Object position labeling entries
— begin —
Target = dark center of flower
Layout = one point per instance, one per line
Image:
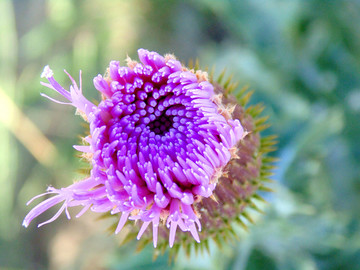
(162, 124)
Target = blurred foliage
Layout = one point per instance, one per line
(301, 57)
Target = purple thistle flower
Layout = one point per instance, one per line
(159, 142)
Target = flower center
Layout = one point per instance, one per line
(162, 124)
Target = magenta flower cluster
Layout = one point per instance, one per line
(159, 140)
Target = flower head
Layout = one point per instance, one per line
(164, 144)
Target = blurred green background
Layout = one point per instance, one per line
(301, 57)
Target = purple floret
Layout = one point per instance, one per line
(158, 143)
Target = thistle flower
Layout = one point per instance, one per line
(168, 146)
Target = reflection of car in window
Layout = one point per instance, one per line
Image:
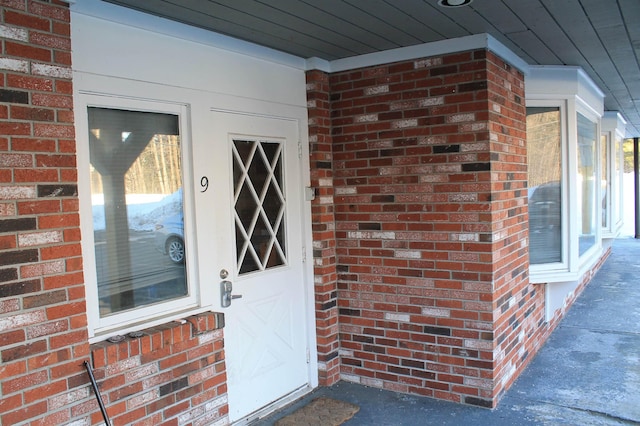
(169, 236)
(545, 241)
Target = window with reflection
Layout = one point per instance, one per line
(259, 204)
(544, 156)
(586, 183)
(137, 203)
(605, 182)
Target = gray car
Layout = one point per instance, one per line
(169, 236)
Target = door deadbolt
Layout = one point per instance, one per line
(226, 287)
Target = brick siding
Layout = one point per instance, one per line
(429, 167)
(324, 237)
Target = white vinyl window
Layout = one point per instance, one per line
(565, 195)
(137, 253)
(613, 127)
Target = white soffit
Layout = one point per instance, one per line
(425, 50)
(152, 23)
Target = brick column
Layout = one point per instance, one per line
(518, 306)
(323, 223)
(43, 333)
(429, 162)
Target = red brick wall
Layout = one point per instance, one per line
(324, 238)
(43, 333)
(429, 176)
(172, 374)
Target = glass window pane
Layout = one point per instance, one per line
(544, 156)
(604, 180)
(586, 183)
(136, 188)
(617, 177)
(259, 205)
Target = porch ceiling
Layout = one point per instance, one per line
(601, 36)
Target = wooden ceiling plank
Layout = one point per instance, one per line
(369, 26)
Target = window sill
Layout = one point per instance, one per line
(135, 341)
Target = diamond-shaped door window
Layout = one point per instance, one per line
(259, 204)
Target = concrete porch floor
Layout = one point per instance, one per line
(587, 373)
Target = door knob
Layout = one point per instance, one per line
(226, 287)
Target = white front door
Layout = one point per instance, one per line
(265, 331)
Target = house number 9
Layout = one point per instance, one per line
(204, 183)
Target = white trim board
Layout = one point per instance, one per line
(461, 44)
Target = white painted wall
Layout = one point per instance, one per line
(121, 55)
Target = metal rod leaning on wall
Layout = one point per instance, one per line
(103, 409)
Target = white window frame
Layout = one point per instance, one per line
(148, 315)
(572, 90)
(605, 139)
(613, 127)
(590, 256)
(551, 270)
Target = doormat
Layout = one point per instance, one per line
(320, 412)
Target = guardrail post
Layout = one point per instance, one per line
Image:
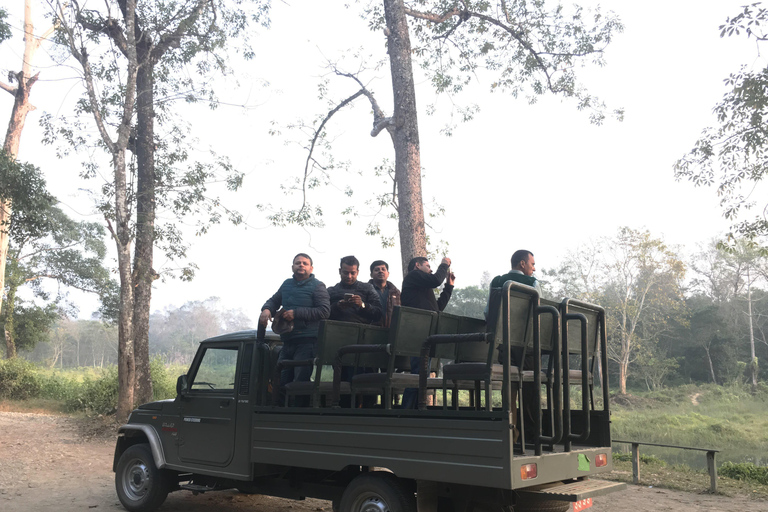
— end —
**Written instruction:** How many lines in the rows above contain the string "porch", with case counting? Reply with the number only.

**Correct answer:** 2